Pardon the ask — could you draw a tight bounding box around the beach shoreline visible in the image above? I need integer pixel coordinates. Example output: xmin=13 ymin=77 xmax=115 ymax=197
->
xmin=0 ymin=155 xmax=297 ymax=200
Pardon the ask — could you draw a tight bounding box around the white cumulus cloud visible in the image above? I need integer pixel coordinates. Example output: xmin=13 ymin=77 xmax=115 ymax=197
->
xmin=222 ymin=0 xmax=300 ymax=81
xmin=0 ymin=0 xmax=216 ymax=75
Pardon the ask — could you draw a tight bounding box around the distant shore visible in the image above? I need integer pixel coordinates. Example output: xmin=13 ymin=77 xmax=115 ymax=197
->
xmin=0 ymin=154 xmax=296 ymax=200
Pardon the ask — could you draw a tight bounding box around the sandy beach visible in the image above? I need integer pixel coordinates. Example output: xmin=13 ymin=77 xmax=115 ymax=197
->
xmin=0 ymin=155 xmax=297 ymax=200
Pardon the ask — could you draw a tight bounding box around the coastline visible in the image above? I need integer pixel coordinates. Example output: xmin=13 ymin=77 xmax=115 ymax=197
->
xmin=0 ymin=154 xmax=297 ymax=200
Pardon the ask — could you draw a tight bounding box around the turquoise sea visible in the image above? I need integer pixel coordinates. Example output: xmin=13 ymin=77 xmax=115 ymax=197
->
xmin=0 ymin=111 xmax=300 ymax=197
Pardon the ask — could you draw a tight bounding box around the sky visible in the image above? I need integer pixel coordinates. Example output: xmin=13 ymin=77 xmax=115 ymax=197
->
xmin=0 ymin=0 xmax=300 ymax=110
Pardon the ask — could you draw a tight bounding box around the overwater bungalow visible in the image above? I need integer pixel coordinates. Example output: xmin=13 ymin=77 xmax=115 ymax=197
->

REQUEST: Convert everything from the line containing "around the overwater" down to the end of the listing, both ends included, into a JSON list of strings with one string per line and blank lines omitted.

THE RESULT:
[
  "Pardon the ask — could you draw a tight bounding box around the overwater bungalow visible in the image above? I need integer pixel coordinates. Example output: xmin=13 ymin=77 xmax=115 ymax=197",
  "->"
]